(Referring expression data)

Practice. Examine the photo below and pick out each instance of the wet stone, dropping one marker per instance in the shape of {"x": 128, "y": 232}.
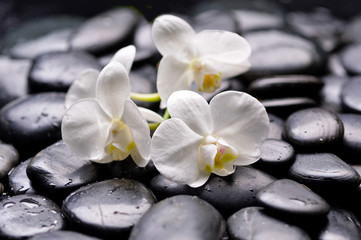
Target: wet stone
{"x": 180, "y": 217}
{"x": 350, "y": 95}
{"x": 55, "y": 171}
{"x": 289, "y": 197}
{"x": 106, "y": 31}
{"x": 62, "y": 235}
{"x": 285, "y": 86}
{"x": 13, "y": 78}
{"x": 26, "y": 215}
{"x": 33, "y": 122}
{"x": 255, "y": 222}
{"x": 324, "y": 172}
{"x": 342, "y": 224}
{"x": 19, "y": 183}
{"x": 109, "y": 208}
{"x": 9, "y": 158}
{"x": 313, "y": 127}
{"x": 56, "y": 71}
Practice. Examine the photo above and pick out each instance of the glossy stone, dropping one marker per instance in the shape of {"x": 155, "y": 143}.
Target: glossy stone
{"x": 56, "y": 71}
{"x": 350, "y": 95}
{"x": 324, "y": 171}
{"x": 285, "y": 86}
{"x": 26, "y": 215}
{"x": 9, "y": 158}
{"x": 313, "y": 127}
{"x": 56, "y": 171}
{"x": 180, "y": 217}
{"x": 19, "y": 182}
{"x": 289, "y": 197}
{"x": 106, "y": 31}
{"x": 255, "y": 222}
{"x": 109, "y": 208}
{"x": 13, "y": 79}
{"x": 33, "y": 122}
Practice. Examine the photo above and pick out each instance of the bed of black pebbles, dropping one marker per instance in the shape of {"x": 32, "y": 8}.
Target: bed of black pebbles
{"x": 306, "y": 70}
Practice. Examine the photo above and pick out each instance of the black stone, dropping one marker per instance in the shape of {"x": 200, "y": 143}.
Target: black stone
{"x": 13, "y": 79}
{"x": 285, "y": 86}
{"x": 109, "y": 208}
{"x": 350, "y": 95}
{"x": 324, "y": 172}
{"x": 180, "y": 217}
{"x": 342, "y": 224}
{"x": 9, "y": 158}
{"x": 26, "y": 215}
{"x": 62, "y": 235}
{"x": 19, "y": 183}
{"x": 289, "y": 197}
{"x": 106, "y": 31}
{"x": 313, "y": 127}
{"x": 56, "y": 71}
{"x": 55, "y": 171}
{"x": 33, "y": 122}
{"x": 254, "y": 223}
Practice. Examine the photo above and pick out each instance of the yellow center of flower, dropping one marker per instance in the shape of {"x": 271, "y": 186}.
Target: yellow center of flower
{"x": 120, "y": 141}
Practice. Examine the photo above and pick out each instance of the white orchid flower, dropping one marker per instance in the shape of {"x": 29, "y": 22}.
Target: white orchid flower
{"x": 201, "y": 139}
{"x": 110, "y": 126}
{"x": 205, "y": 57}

* * *

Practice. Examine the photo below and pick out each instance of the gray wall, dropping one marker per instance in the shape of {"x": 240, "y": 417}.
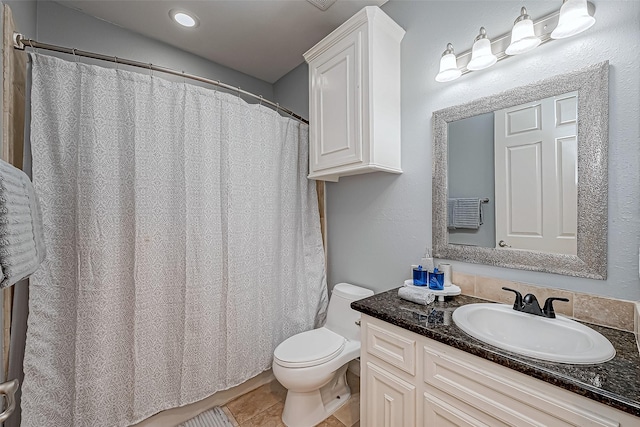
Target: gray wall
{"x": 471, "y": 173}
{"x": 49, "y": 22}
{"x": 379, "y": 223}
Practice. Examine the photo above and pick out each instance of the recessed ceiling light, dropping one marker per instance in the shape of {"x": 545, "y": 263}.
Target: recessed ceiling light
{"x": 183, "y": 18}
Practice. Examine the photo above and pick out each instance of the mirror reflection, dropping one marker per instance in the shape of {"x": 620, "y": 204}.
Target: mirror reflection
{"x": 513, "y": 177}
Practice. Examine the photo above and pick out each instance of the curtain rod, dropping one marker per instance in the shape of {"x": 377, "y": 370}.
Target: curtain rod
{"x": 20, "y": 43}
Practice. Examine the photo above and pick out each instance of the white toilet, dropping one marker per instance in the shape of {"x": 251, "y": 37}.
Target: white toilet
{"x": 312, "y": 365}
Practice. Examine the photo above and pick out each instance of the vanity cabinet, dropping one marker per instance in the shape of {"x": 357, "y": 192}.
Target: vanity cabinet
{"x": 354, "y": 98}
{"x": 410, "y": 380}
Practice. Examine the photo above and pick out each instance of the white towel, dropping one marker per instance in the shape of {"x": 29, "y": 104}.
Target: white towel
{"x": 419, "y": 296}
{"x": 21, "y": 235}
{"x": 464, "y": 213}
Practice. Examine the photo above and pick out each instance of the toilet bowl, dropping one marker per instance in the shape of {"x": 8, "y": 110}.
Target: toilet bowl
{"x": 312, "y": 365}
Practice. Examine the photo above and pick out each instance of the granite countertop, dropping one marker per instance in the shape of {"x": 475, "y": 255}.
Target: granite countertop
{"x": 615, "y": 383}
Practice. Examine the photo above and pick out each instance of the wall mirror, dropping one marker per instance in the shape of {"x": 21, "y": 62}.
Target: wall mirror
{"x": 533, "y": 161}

■ Exercise aim: Collect every line from the records above that contains the word "below".

■ Result for this task:
Practice. Examine the photo below and pick out each instance of the wet stone, dropping one marker per instance in the shape of {"x": 128, "y": 232}.
Practice. Examine the photo below and pick out each instance of the gray wall, dropping one marker per instance in the shape of {"x": 240, "y": 417}.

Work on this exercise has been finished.